• PROBLEM REQUIREMENTS:
An exact transcription of every entry is required. Images are not part of it.

Stored items from a collection:
[Start of Attachment]

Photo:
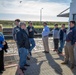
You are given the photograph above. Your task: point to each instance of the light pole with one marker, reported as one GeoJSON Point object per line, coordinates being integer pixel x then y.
{"type": "Point", "coordinates": [41, 14]}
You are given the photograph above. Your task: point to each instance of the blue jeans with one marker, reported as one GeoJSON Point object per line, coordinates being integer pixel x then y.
{"type": "Point", "coordinates": [32, 44]}
{"type": "Point", "coordinates": [62, 42]}
{"type": "Point", "coordinates": [23, 52]}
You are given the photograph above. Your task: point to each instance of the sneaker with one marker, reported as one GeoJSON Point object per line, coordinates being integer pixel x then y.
{"type": "Point", "coordinates": [64, 63]}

[End of Attachment]

• ANSWER BOX:
Photo:
You are given the photograph above. Your task: point to each instance of the light pole with one marker, reported as one GeoJSON Point object per line, coordinates being integer pixel x then y.
{"type": "Point", "coordinates": [41, 14]}
You are given the photograph above. Your task: point to each instance of the blue jeans with one marker, reported as one GeoJSON Point object per line, coordinates being integer pixel x then y.
{"type": "Point", "coordinates": [32, 44]}
{"type": "Point", "coordinates": [62, 42]}
{"type": "Point", "coordinates": [23, 52]}
You are given the photograph above. Your task: point to each instance of the sneaker with one marker, reported as one GeoJSON Point object per line, coordinates being integer pixel x then y.
{"type": "Point", "coordinates": [64, 63]}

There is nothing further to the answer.